TEXT BLOCK:
*** Block opens ***
As we move into a world of immersive technologies, how will virtual and augmented reality transform storytelling?
From EDUCAUSE Review:
The Impact of Immersive Storytelling
The sense of presence in VR transforms the storytelling experience. Participants become part of an environment with an incentive to act and respond to the events they encounter. We see this in the early work of the virtual reality pioneer Nonny de la Peña at USC. Her groundbreaking Hunger in Los Angeles experience, which premiered at the Sundance Film Festival in January 2012, places you in the middle of a food bank line in LA (see figure 1). In her TED talk, de la Peña describes the first rule of VR design: Begin by thinking of your body in the space. The focus of VR design is not the camera frame, but the embodied visitor.
Built in Unity 3D with a body-tracking system and audio recordings of the actual event, the experience often triggers intensely emotional responses from the participants. Viewers walk into a virtual re-creation of the event, allowing them to experience and respond to it. The project was funded partially by USC’s Annenberg School for Communication and Journalism and its MxR interaction lab. A more recent experience from 2016, Across the Line, places participants in the middle of anti-abortion protestors outside an abortion clinic. Blending journalism with storytelling, de la Peña refers to her work as “advocacy journalism.”
*** Block closes ***
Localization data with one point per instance
*** Block opens ***
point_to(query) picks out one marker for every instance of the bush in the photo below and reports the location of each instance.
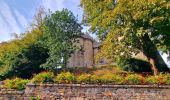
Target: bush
(44, 77)
(134, 65)
(159, 79)
(65, 77)
(167, 76)
(85, 78)
(134, 79)
(111, 78)
(152, 80)
(16, 83)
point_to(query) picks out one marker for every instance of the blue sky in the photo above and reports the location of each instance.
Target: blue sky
(16, 15)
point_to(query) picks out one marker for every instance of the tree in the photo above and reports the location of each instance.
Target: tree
(60, 32)
(131, 26)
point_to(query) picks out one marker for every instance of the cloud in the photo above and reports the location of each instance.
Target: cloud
(72, 5)
(8, 18)
(21, 18)
(11, 21)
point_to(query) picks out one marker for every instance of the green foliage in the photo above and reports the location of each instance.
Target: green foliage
(134, 65)
(16, 83)
(44, 77)
(159, 79)
(152, 80)
(84, 78)
(22, 57)
(111, 78)
(65, 77)
(134, 79)
(60, 32)
(130, 26)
*** Block closes ***
COMPLETE THE FOLLOWING:
1. Based on the immersive storytelling excerpt, decide whether each statement is true: (a) Hunger in Los Angeles premiered at the Sundance Film Festival in January 2012. (b) Across the Line came out before Hunger in Los Angeles. (c) USC's Annenberg School funded the project in full. Answer yes or no for each and quote the words that decide it.
2. Using the immersive storytelling excerpt, explain in one to three sentences why the sense of presence in VR changes the storytelling experience.
Answer using only the immersive storytelling excerpt.

ANSWERS TO THE TASKS:
1.
(a) Yes: "which premiered at the Sundance Film Festival in January 2012"
(b) No: "A more recent experience from 2016, Across the Line"
(c) No: "The project was funded partially by USC’s Annenberg School for Communication and Journalism and its MxR interaction lab."

2. With presence, participants become part of an environment. That environment gives them an incentive to act and respond to the events they encounter.